Hyperfocal Distance:
The point at which the maximum depth of field exists. At any given aperature, the depth of field extends twice as far behind the point of focus as in front of this same point. In order to have the greatest possible sharpness through out as much of the scene as possible, focusing at the hyperfocal point is necessary. To do this, the lens must have a focusing window which contains info on the distance which the lens is focused, as well as aperature settings. If the object you are focusing on is at infinity, simply note which aperature is being used, lets assume f/22. Simply focus on the object, then rotate the focusing ring such that the infinity now lies at the f/22 mark on the focusing window. If however, you were focusing on a tree which was 50' away (by reading the focusing window, again, simply rotate the focusing ring such that 50 is now located over f/22, assuming the use of f/22.

Infared Film:
There are three black and white infrared films on the market today. Kodak's High Speed Infrared Film (HIE) has the highest IR sensitivity of the three films but sacrifices Grain size as the grain is very large. Konica Infrared film has a lesser sensitivity to IR wavelengths but has much finer grain than Kodak's. The last B&W IR film is Ilford SFX which is an ASA 200 film. The film is marketed as an extended red film, not a true IR film. The film is sensitive to only a slightly extended IR range.

When shooting IR films a red filter such as a #25 is placed on the lens to cut down on the blue wavelengths that IR film is also sensitive to. Infrared films provide different results than conventional black an white films mainly in the representation of foliage. Any plant that has chlorophyll will fluoresce in the IR when in direct sunlight. The intensity of the IR light reflected bye the plants is actually quite high so the leaves of a plant appear white or very near white while the sky appears very dark because the filter does not allow the blue wavelengths to reach the film. Human skin also appears to be much whiter on IR than normal film.

Large Format:
There are four main film classifications today: APS Standard Format (35mm), Medium Format, and Large Format. Large Format basically refers to any film that is larger than 120 (MF). 4x5. 6x7, and 8x10 are the common large format films today. The advantage LF has over the other films is the possibility of extreme enlargements with very little loss in quality. Contact Prints Can be made from LF negatives with out the need for a large format enlarger. Grain is non existent on large format negatives as well.

Latitude:
There are a few films on the market today who are claiming a very wide latitude of exposure with little loss of quality. What these film companies are bragging about is the ability to have an Exposure Index of anything from 100 to 1000 on the same roll of film depending on the lighting situation for each individual frame. Films such as Gold Max from Kodak are becoming popular among those who want a general purpose film without having to worry about what their lighting changes will be. The sacrifice is slight color differences between reality and the final print and grain size.

Exercise prompt:
Answer these questions using the photography glossary above.
1. Which black-and-white infrared film has the highest IR sensitivity?
2. Which film sizes are named as the common large format films?
3. What range of Exposure Index do the wide-latitude films claim on a single roll?

Listed entries:
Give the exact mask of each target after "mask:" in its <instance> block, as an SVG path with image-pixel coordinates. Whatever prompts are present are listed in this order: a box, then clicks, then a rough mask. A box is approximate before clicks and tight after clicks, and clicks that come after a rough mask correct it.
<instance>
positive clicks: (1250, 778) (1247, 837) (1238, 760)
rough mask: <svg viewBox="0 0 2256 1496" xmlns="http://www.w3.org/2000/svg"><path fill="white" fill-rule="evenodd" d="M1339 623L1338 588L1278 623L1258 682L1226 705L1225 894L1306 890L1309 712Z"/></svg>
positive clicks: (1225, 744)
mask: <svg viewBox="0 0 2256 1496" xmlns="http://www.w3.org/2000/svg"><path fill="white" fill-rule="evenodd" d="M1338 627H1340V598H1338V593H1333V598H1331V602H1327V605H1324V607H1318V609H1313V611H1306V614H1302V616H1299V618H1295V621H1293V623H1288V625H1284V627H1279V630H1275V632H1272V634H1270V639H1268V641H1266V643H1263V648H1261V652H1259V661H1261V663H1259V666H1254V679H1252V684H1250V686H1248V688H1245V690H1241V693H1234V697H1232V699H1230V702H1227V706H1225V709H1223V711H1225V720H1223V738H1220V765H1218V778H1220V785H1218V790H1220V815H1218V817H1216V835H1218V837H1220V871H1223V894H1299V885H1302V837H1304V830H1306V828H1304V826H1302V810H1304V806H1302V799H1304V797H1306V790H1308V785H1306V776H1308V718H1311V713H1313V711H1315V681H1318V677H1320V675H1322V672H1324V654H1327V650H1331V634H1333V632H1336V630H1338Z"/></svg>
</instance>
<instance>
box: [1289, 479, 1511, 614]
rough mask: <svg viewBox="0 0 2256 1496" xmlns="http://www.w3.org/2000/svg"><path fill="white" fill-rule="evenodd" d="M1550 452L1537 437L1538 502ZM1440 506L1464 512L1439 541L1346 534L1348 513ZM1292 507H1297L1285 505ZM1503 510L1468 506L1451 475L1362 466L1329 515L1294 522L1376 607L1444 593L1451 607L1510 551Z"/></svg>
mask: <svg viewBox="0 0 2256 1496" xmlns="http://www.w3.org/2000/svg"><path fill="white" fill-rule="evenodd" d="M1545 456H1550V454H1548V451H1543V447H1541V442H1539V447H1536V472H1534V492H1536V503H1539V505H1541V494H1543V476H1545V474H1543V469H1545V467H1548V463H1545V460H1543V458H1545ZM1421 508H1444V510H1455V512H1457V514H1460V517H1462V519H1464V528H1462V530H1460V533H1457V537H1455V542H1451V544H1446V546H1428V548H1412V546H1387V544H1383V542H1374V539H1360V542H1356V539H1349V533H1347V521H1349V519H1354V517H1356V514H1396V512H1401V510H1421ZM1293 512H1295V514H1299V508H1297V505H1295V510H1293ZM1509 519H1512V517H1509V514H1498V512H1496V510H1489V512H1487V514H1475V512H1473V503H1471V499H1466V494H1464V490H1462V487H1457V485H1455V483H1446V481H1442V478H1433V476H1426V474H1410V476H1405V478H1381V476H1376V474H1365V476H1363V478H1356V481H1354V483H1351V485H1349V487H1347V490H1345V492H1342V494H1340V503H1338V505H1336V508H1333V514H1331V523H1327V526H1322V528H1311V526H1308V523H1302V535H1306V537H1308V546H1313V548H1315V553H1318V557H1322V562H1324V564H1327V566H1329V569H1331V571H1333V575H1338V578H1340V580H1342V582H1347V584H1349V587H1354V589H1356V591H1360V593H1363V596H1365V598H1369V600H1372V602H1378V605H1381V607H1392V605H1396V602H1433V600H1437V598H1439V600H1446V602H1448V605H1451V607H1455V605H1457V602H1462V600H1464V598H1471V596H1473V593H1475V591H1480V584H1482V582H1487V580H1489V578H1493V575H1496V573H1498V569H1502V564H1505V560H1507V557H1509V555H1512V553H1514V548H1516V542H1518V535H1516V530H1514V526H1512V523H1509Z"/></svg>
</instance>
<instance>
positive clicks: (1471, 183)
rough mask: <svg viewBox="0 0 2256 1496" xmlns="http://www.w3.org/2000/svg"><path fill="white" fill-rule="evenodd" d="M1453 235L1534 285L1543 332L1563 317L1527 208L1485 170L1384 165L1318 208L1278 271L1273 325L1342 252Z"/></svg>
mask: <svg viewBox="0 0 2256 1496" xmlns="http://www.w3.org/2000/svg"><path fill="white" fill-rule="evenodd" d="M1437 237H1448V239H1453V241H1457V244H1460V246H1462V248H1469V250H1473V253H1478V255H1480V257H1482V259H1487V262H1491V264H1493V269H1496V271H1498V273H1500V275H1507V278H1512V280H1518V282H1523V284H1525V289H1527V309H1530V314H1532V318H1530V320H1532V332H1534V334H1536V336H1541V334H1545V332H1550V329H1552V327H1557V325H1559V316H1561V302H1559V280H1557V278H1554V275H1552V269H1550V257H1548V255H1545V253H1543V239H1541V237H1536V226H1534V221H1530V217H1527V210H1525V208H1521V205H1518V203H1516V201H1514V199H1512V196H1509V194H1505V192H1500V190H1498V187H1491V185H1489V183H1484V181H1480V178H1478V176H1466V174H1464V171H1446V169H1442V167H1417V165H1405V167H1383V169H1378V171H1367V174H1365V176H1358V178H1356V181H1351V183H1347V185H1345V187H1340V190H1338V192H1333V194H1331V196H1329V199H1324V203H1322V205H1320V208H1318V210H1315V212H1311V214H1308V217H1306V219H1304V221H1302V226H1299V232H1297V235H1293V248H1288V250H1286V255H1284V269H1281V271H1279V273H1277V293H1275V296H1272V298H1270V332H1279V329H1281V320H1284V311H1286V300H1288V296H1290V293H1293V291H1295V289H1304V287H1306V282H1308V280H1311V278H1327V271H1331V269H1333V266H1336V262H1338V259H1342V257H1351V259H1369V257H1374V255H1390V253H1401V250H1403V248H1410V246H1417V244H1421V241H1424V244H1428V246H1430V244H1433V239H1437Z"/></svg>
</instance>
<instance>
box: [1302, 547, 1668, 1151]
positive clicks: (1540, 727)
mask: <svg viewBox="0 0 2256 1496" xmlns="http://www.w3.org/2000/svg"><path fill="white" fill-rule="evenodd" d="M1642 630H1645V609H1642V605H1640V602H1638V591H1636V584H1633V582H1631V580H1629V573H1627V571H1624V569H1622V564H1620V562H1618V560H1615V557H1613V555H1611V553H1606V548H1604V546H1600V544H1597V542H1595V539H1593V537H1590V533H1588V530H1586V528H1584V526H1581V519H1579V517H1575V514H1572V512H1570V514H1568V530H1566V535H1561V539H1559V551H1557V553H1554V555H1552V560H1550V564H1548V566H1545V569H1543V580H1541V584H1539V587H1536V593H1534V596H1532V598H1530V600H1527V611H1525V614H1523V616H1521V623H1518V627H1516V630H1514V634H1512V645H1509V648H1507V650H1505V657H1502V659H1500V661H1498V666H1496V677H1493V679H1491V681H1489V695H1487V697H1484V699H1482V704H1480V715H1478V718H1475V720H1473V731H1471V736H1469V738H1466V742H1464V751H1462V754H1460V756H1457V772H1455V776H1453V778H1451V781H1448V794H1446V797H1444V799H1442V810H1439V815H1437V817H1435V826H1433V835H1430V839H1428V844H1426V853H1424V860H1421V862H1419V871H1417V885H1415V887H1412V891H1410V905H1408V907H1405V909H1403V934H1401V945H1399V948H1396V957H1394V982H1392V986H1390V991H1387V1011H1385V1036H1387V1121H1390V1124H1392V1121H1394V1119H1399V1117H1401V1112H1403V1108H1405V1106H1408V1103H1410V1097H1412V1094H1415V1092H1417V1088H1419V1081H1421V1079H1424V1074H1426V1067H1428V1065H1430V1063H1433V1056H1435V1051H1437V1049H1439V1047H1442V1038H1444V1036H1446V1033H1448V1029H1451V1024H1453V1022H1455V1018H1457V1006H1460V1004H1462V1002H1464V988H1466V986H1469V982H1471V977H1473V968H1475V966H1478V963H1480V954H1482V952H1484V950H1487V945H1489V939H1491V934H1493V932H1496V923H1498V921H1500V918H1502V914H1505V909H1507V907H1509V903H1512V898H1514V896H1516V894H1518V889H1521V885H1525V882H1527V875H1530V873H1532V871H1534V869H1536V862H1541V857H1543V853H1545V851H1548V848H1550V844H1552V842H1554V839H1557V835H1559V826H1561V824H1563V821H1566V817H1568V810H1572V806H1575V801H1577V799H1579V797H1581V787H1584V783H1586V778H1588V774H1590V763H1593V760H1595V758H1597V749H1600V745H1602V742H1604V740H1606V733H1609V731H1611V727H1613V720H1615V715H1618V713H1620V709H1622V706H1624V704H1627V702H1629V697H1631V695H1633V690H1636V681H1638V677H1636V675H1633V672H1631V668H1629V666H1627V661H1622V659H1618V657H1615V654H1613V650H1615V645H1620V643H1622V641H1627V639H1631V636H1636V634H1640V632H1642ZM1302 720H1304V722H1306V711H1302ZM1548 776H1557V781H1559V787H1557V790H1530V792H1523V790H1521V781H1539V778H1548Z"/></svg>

Answer box:
1. Kodak's High Speed Infrared Film (HIE).
2. 4x5, 6x7, and 8x10.
3. Anything from 100 to 1000.